Written problem: Set down, word for word, the stretch of lines from the one containing "the gold chain" to the end of the records below.

Data records:
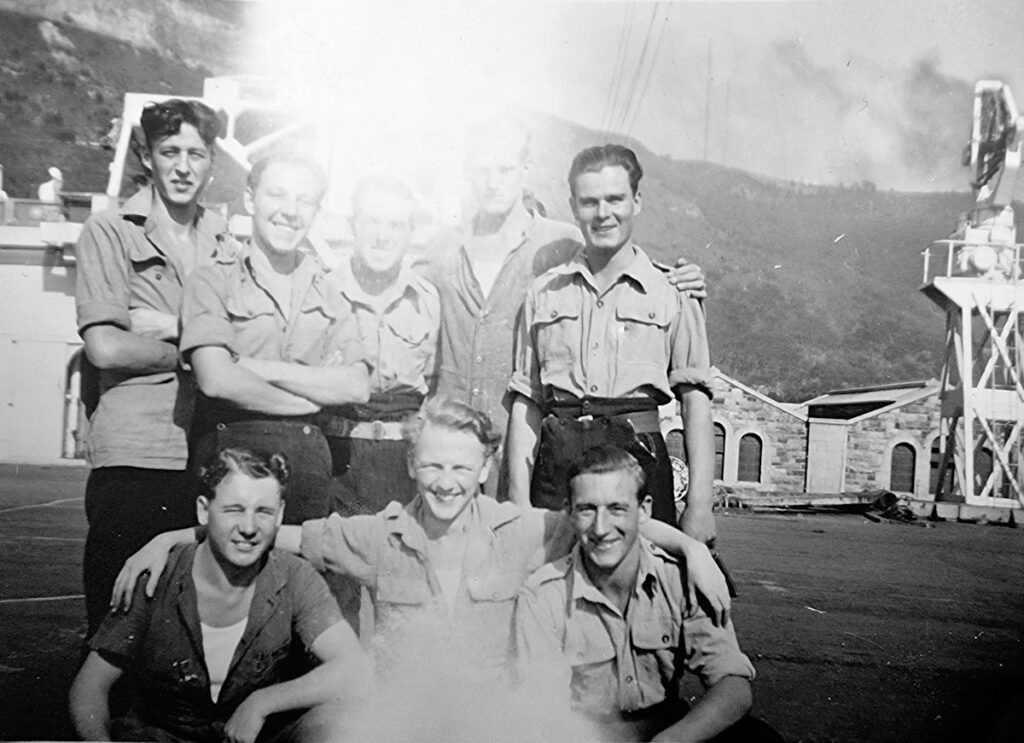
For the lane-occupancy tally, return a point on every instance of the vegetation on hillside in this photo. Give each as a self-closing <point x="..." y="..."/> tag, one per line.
<point x="812" y="288"/>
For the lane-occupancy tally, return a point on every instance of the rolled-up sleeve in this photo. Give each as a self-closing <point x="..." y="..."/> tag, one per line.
<point x="712" y="652"/>
<point x="344" y="544"/>
<point x="204" y="314"/>
<point x="102" y="292"/>
<point x="526" y="372"/>
<point x="690" y="363"/>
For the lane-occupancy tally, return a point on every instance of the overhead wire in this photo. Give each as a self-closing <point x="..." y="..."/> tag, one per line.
<point x="619" y="70"/>
<point x="621" y="121"/>
<point x="649" y="74"/>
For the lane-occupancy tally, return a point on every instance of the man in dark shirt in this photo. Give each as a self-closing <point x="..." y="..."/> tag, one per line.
<point x="213" y="655"/>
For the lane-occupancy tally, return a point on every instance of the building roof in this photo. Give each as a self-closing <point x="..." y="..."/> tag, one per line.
<point x="797" y="411"/>
<point x="858" y="403"/>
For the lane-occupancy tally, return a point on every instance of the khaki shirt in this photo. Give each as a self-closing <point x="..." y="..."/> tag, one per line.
<point x="398" y="329"/>
<point x="227" y="305"/>
<point x="477" y="332"/>
<point x="126" y="260"/>
<point x="573" y="645"/>
<point x="640" y="338"/>
<point x="387" y="554"/>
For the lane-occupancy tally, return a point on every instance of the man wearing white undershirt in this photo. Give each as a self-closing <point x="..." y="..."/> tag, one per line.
<point x="213" y="655"/>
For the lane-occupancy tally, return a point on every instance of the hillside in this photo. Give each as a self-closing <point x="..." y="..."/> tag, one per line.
<point x="812" y="288"/>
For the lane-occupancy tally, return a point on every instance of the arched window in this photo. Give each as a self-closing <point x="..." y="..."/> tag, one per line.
<point x="901" y="469"/>
<point x="719" y="451"/>
<point x="983" y="463"/>
<point x="749" y="469"/>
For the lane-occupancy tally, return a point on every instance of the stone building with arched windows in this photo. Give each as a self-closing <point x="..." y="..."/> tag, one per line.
<point x="869" y="438"/>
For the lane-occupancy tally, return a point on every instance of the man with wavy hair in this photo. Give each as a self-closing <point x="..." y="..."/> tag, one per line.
<point x="132" y="263"/>
<point x="215" y="655"/>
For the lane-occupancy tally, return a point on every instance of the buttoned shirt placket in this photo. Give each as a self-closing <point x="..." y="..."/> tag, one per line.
<point x="616" y="625"/>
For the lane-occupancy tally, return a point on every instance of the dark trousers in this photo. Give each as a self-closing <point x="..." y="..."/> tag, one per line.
<point x="645" y="724"/>
<point x="563" y="439"/>
<point x="376" y="474"/>
<point x="302" y="443"/>
<point x="126" y="507"/>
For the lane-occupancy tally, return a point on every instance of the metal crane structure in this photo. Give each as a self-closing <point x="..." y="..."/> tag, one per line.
<point x="976" y="278"/>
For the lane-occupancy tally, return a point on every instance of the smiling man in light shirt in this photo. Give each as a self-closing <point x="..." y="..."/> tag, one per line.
<point x="269" y="338"/>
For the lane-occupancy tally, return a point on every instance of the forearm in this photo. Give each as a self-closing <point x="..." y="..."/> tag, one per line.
<point x="114" y="349"/>
<point x="722" y="705"/>
<point x="221" y="379"/>
<point x="697" y="520"/>
<point x="289" y="539"/>
<point x="672" y="539"/>
<point x="523" y="440"/>
<point x="321" y="385"/>
<point x="89" y="713"/>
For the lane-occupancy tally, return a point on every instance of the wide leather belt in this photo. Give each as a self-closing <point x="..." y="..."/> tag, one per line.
<point x="642" y="421"/>
<point x="369" y="430"/>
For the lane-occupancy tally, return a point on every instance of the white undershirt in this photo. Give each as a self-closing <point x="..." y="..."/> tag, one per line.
<point x="218" y="649"/>
<point x="449" y="580"/>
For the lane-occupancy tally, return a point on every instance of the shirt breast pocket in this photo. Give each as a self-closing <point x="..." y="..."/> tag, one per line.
<point x="556" y="328"/>
<point x="402" y="591"/>
<point x="642" y="333"/>
<point x="495" y="586"/>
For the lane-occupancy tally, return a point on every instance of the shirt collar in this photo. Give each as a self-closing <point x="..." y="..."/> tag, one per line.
<point x="583" y="588"/>
<point x="640" y="268"/>
<point x="485" y="513"/>
<point x="140" y="207"/>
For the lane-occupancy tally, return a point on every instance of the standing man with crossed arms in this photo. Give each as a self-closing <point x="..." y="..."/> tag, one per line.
<point x="132" y="263"/>
<point x="270" y="339"/>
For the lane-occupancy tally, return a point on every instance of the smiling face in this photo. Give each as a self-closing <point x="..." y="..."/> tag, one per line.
<point x="283" y="204"/>
<point x="382" y="229"/>
<point x="449" y="467"/>
<point x="604" y="207"/>
<point x="180" y="166"/>
<point x="242" y="518"/>
<point x="606" y="514"/>
<point x="497" y="171"/>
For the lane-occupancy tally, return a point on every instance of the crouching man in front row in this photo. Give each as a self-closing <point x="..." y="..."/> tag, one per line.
<point x="605" y="630"/>
<point x="217" y="654"/>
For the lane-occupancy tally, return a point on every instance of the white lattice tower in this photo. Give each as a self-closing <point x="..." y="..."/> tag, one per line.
<point x="979" y="287"/>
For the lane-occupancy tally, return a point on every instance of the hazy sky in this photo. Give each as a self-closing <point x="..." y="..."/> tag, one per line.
<point x="822" y="90"/>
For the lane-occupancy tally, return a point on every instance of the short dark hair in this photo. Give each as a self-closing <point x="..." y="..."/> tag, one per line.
<point x="165" y="119"/>
<point x="256" y="465"/>
<point x="593" y="160"/>
<point x="383" y="183"/>
<point x="288" y="157"/>
<point x="445" y="412"/>
<point x="604" y="459"/>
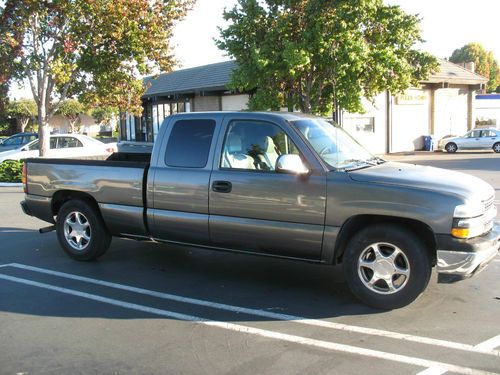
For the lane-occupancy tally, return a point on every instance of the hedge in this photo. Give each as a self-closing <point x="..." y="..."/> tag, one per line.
<point x="11" y="171"/>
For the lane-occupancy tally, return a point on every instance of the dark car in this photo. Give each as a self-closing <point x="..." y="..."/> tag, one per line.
<point x="17" y="140"/>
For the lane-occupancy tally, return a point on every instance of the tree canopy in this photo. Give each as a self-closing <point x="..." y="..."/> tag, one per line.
<point x="98" y="49"/>
<point x="23" y="110"/>
<point x="485" y="63"/>
<point x="306" y="54"/>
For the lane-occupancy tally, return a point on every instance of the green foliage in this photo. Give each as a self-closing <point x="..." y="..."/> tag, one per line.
<point x="485" y="63"/>
<point x="305" y="54"/>
<point x="11" y="171"/>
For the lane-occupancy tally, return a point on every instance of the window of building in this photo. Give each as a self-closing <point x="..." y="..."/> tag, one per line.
<point x="189" y="143"/>
<point x="254" y="145"/>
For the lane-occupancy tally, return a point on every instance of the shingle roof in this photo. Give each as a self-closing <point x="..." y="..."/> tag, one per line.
<point x="201" y="78"/>
<point x="453" y="73"/>
<point x="214" y="77"/>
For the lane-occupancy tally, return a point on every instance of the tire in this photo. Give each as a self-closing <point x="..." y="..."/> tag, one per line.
<point x="81" y="231"/>
<point x="408" y="271"/>
<point x="451" y="148"/>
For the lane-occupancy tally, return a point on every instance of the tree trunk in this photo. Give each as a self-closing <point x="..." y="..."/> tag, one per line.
<point x="43" y="131"/>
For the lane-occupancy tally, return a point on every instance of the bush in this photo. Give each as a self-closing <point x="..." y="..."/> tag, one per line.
<point x="11" y="171"/>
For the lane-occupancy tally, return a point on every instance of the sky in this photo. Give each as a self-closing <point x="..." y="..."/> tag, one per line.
<point x="446" y="26"/>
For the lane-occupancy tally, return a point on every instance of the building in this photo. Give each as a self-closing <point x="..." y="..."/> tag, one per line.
<point x="442" y="105"/>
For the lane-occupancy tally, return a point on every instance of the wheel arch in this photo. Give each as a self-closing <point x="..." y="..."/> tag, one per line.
<point x="354" y="224"/>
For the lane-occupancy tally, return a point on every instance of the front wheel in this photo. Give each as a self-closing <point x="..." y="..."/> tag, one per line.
<point x="386" y="266"/>
<point x="81" y="231"/>
<point x="451" y="148"/>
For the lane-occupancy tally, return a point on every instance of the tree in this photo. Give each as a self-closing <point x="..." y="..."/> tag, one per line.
<point x="71" y="109"/>
<point x="97" y="48"/>
<point x="23" y="111"/>
<point x="104" y="115"/>
<point x="308" y="54"/>
<point x="485" y="63"/>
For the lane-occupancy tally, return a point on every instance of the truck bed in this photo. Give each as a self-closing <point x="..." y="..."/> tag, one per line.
<point x="117" y="184"/>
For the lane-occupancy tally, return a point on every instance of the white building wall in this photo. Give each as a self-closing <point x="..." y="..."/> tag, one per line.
<point x="235" y="102"/>
<point x="450" y="112"/>
<point x="411" y="120"/>
<point x="370" y="128"/>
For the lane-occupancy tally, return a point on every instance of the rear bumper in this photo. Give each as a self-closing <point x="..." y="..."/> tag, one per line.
<point x="461" y="259"/>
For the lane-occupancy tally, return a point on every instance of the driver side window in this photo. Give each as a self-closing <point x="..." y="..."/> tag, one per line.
<point x="254" y="145"/>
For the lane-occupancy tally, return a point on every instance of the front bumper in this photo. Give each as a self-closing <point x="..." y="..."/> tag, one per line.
<point x="460" y="259"/>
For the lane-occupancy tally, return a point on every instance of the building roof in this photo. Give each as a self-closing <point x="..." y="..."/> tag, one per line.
<point x="210" y="77"/>
<point x="453" y="73"/>
<point x="216" y="77"/>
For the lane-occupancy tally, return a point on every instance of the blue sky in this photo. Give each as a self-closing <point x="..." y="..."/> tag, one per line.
<point x="446" y="25"/>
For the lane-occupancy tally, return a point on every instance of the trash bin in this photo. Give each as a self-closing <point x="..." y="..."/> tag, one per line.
<point x="428" y="143"/>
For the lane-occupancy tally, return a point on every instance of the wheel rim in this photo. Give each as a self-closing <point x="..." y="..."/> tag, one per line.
<point x="77" y="230"/>
<point x="384" y="268"/>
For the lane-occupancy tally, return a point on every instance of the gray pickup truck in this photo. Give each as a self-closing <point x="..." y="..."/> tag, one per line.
<point x="275" y="184"/>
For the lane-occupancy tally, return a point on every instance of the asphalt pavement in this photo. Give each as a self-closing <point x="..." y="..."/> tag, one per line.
<point x="147" y="308"/>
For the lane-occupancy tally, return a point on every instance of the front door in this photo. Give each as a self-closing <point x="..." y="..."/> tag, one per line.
<point x="252" y="207"/>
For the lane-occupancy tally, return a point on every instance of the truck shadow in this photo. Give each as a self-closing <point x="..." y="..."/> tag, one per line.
<point x="274" y="285"/>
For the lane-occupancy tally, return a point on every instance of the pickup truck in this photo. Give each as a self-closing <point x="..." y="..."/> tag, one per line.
<point x="275" y="184"/>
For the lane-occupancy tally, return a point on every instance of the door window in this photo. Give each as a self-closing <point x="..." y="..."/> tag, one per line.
<point x="68" y="142"/>
<point x="189" y="143"/>
<point x="254" y="145"/>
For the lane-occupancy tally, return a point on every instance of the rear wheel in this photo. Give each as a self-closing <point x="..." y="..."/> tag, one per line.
<point x="386" y="266"/>
<point x="451" y="148"/>
<point x="81" y="231"/>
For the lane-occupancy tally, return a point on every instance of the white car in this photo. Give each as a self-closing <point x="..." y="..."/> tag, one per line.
<point x="62" y="146"/>
<point x="478" y="139"/>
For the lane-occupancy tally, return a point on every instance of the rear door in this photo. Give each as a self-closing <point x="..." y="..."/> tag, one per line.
<point x="255" y="209"/>
<point x="179" y="179"/>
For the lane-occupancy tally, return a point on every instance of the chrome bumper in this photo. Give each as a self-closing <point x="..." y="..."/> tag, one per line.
<point x="458" y="265"/>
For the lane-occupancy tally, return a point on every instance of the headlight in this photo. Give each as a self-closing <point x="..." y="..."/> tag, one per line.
<point x="470" y="224"/>
<point x="469" y="210"/>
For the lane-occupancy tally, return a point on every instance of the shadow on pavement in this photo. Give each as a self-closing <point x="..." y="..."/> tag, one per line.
<point x="275" y="285"/>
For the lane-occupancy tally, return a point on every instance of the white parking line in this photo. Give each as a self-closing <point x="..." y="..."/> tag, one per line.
<point x="492" y="343"/>
<point x="266" y="314"/>
<point x="257" y="331"/>
<point x="488" y="344"/>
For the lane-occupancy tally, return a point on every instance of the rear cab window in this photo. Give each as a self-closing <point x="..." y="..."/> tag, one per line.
<point x="189" y="143"/>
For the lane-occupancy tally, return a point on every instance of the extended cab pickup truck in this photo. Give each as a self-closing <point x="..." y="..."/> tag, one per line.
<point x="275" y="184"/>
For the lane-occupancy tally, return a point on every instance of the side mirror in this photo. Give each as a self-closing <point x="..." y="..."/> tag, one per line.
<point x="291" y="164"/>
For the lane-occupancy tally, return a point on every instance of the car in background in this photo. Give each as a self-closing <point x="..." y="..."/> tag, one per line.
<point x="477" y="139"/>
<point x="62" y="146"/>
<point x="17" y="141"/>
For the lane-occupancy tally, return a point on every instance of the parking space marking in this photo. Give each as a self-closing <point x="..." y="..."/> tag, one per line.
<point x="266" y="314"/>
<point x="328" y="345"/>
<point x="488" y="344"/>
<point x="492" y="343"/>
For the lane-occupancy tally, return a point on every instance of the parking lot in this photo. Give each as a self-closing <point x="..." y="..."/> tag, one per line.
<point x="161" y="309"/>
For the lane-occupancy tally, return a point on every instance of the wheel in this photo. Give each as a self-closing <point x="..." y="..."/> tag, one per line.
<point x="451" y="148"/>
<point x="81" y="231"/>
<point x="386" y="266"/>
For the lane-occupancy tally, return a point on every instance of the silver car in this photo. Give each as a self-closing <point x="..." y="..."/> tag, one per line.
<point x="478" y="139"/>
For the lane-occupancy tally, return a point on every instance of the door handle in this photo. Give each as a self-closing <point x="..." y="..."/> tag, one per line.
<point x="222" y="186"/>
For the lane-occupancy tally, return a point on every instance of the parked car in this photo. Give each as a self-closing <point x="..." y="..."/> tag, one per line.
<point x="274" y="184"/>
<point x="17" y="141"/>
<point x="62" y="146"/>
<point x="477" y="139"/>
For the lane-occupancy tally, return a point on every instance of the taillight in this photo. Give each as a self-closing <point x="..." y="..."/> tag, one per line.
<point x="24" y="178"/>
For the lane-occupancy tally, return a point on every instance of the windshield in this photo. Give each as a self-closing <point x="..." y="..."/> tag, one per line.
<point x="337" y="148"/>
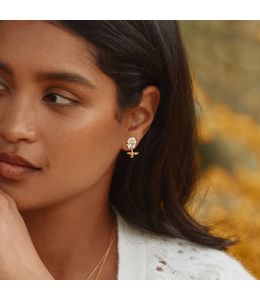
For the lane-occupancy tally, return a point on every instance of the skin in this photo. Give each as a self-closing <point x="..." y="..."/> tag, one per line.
<point x="56" y="224"/>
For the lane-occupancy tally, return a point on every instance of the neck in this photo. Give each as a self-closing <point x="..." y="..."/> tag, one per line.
<point x="72" y="236"/>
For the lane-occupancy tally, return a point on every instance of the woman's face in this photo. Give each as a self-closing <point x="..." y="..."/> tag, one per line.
<point x="64" y="124"/>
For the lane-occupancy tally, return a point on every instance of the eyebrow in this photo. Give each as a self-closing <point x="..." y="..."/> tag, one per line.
<point x="55" y="76"/>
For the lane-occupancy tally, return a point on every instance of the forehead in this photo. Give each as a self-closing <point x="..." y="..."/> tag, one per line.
<point x="39" y="44"/>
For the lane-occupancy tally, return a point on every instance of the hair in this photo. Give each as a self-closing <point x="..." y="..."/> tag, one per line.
<point x="152" y="190"/>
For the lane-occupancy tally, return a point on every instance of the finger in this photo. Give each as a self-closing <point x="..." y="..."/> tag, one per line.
<point x="4" y="197"/>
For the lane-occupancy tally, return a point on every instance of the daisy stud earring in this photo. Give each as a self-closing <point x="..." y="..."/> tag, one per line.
<point x="131" y="143"/>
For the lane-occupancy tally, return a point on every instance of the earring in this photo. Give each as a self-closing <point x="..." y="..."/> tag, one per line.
<point x="131" y="143"/>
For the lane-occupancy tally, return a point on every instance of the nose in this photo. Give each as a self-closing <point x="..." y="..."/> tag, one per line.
<point x="17" y="122"/>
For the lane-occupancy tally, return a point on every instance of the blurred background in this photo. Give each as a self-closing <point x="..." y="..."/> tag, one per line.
<point x="225" y="62"/>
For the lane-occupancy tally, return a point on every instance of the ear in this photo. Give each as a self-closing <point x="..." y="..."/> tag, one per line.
<point x="141" y="117"/>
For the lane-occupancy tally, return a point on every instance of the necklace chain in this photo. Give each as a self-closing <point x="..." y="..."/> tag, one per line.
<point x="103" y="259"/>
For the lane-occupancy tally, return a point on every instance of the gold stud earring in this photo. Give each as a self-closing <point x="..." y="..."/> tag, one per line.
<point x="131" y="143"/>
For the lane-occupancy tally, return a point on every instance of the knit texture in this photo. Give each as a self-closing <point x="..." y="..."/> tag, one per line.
<point x="144" y="255"/>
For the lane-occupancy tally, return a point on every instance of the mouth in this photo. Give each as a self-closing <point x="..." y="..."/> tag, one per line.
<point x="16" y="172"/>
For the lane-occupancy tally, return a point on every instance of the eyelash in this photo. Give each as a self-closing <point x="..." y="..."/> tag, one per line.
<point x="73" y="102"/>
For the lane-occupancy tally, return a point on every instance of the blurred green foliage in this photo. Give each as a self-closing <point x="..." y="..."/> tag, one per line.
<point x="225" y="62"/>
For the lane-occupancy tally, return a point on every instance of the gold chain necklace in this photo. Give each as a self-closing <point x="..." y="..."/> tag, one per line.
<point x="105" y="256"/>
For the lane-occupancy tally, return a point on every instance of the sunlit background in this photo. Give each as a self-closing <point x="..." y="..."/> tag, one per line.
<point x="225" y="61"/>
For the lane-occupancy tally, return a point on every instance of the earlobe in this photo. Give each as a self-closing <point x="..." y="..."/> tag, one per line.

Answer for the task:
For the lane-occupancy tally, return a point on every instance of the gold chain necklace in this photo. Give each as a self-closing <point x="..." y="..."/> tag, one per line.
<point x="105" y="256"/>
For the lane-occupancy tally, return a point on every instance of the sunlit background in this photo. Give each as a self-closing <point x="..." y="..."/> tag, one per line.
<point x="225" y="61"/>
For the lane-occupancy tally, return a point on every instance of the earlobe in this photo. Give each as a self-closing <point x="..." y="..."/> tag, one per line.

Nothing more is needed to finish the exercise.